--- START SOURCE DATA ---

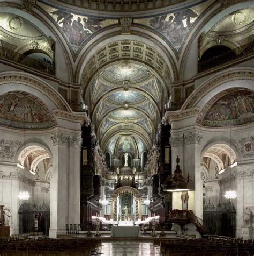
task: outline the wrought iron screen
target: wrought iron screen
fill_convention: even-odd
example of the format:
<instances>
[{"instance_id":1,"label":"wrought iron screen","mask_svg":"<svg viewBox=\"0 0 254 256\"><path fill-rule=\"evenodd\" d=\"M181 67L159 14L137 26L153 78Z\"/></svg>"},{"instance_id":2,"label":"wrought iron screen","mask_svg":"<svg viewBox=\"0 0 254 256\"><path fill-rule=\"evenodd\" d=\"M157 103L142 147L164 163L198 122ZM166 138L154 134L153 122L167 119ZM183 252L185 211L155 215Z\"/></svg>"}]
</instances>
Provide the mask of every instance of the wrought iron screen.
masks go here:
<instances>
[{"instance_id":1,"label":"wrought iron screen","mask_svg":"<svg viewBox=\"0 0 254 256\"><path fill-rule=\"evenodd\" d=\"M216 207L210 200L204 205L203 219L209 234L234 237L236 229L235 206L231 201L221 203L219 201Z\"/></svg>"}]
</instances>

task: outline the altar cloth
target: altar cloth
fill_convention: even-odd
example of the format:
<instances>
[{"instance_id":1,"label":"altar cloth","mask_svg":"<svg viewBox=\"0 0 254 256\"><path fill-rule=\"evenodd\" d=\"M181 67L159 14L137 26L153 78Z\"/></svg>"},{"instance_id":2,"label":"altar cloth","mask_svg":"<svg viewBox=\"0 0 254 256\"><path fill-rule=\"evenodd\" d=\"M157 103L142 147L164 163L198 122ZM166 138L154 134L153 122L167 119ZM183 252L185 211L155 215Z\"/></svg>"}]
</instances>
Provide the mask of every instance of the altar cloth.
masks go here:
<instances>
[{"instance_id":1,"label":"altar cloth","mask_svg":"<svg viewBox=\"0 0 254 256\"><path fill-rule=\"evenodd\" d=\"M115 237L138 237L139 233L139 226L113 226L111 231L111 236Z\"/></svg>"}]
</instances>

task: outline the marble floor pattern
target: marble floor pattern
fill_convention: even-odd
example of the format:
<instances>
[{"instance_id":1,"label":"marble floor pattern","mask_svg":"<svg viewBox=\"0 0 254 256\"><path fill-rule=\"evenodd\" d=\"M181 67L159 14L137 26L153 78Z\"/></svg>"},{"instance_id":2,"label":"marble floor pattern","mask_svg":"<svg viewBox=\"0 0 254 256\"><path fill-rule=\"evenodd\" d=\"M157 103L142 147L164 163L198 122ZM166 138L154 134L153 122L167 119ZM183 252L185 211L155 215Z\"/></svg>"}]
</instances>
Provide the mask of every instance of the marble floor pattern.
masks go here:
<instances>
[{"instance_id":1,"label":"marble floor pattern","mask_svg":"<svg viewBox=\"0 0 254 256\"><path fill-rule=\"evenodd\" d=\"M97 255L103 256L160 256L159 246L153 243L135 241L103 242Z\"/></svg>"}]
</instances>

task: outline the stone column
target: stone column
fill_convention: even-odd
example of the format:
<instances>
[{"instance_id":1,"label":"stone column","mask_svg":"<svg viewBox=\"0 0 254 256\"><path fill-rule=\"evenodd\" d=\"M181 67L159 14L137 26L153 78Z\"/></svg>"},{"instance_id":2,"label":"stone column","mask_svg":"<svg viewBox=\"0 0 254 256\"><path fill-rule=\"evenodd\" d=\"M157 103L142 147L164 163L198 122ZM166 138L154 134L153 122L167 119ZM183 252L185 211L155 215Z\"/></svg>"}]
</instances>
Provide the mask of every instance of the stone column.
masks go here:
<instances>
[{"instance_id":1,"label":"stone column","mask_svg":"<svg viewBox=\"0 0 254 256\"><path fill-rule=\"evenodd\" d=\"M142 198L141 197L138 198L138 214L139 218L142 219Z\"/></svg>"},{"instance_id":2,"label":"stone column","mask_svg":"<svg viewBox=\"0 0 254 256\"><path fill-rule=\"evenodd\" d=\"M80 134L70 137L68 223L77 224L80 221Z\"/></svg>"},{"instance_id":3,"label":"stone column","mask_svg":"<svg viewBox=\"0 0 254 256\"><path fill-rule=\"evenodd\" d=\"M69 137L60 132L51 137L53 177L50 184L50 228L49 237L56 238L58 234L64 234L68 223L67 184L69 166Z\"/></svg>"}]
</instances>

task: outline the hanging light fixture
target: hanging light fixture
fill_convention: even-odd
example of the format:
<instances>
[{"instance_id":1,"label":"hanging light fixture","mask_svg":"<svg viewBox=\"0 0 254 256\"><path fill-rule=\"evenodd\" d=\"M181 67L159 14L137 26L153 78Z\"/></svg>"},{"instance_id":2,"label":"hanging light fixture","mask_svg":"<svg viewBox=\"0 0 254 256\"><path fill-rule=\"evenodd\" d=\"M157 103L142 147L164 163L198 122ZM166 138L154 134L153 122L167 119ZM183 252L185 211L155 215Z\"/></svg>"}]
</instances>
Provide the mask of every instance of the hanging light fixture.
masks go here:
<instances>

--- END SOURCE DATA ---

Can you reproduce all of the material above word for word, leaving out the picture?

task: outline the wrought iron screen
target: wrought iron screen
fill_convention: even-odd
example of the format:
<instances>
[{"instance_id":1,"label":"wrought iron screen","mask_svg":"<svg viewBox=\"0 0 254 256\"><path fill-rule=\"evenodd\" d=\"M181 67L159 14L137 26L153 78Z\"/></svg>"},{"instance_id":2,"label":"wrought iron screen","mask_svg":"<svg viewBox=\"0 0 254 256\"><path fill-rule=\"evenodd\" d=\"M157 103L142 147L164 163L198 122ZM166 138L154 134L153 122L167 119ZM183 252L185 211L155 215Z\"/></svg>"}]
</instances>
Provide the mask of every instance of the wrought iron screen.
masks go here:
<instances>
[{"instance_id":1,"label":"wrought iron screen","mask_svg":"<svg viewBox=\"0 0 254 256\"><path fill-rule=\"evenodd\" d=\"M216 207L210 200L204 205L203 219L209 234L234 237L236 229L235 206L231 201L221 203L219 201Z\"/></svg>"}]
</instances>

task: outline the altar cloth
target: altar cloth
fill_convention: even-odd
example of the format:
<instances>
[{"instance_id":1,"label":"altar cloth","mask_svg":"<svg viewBox=\"0 0 254 256\"><path fill-rule=\"evenodd\" d=\"M181 67L159 14L137 26L153 78Z\"/></svg>"},{"instance_id":2,"label":"altar cloth","mask_svg":"<svg viewBox=\"0 0 254 256\"><path fill-rule=\"evenodd\" d=\"M157 103L142 147L164 163L198 122ZM166 138L154 134L153 122L167 119ZM183 252L185 211L155 215Z\"/></svg>"}]
</instances>
Provide the mask of every instance of the altar cloth.
masks go here:
<instances>
[{"instance_id":1,"label":"altar cloth","mask_svg":"<svg viewBox=\"0 0 254 256\"><path fill-rule=\"evenodd\" d=\"M115 237L138 237L139 233L139 226L113 226L111 231L111 236Z\"/></svg>"}]
</instances>

task: outline the marble floor pattern
target: marble floor pattern
fill_convention: even-odd
example of the format:
<instances>
[{"instance_id":1,"label":"marble floor pattern","mask_svg":"<svg viewBox=\"0 0 254 256\"><path fill-rule=\"evenodd\" d=\"M181 67L159 14L137 26L153 78Z\"/></svg>"},{"instance_id":2,"label":"marble floor pattern","mask_svg":"<svg viewBox=\"0 0 254 256\"><path fill-rule=\"evenodd\" d=\"M157 103L142 147L164 163L198 122ZM166 138L154 134L153 122L167 119ZM183 252L185 211L155 215Z\"/></svg>"}]
</instances>
Provide the mask of every instance of the marble floor pattern.
masks go here:
<instances>
[{"instance_id":1,"label":"marble floor pattern","mask_svg":"<svg viewBox=\"0 0 254 256\"><path fill-rule=\"evenodd\" d=\"M97 255L103 256L160 256L159 246L153 243L135 241L103 242Z\"/></svg>"}]
</instances>

task: outline the stone column
target: stone column
fill_convention: even-odd
example of the format:
<instances>
[{"instance_id":1,"label":"stone column","mask_svg":"<svg viewBox=\"0 0 254 256\"><path fill-rule=\"evenodd\" d=\"M181 67L159 14L137 26L153 78Z\"/></svg>"},{"instance_id":2,"label":"stone column","mask_svg":"<svg viewBox=\"0 0 254 256\"><path fill-rule=\"evenodd\" d=\"M157 103L142 147L164 163L198 122ZM166 138L154 134L153 122L167 119ZM183 252L185 211L155 215Z\"/></svg>"}]
</instances>
Provide the mask of every instance of the stone column.
masks go here:
<instances>
[{"instance_id":1,"label":"stone column","mask_svg":"<svg viewBox=\"0 0 254 256\"><path fill-rule=\"evenodd\" d=\"M142 198L141 197L138 198L138 214L139 218L142 219Z\"/></svg>"},{"instance_id":2,"label":"stone column","mask_svg":"<svg viewBox=\"0 0 254 256\"><path fill-rule=\"evenodd\" d=\"M80 134L70 137L68 223L77 224L80 221Z\"/></svg>"},{"instance_id":3,"label":"stone column","mask_svg":"<svg viewBox=\"0 0 254 256\"><path fill-rule=\"evenodd\" d=\"M69 137L60 132L51 137L53 177L50 184L50 228L49 237L56 238L58 234L64 234L68 223L67 184L69 166Z\"/></svg>"}]
</instances>

task: outline the hanging light fixture
target: hanging light fixture
fill_convention: even-odd
example of the format:
<instances>
[{"instance_id":1,"label":"hanging light fixture","mask_svg":"<svg viewBox=\"0 0 254 256\"><path fill-rule=\"evenodd\" d=\"M181 67L159 14L137 26L153 78Z\"/></svg>"},{"instance_id":2,"label":"hanging light fixture","mask_svg":"<svg viewBox=\"0 0 254 256\"><path fill-rule=\"evenodd\" d=\"M157 103L142 147L164 163L198 122ZM166 138L154 134L153 122L167 119ZM183 252L185 211L155 215Z\"/></svg>"}]
</instances>
Provide the mask of every instance of the hanging light fixture.
masks go here:
<instances>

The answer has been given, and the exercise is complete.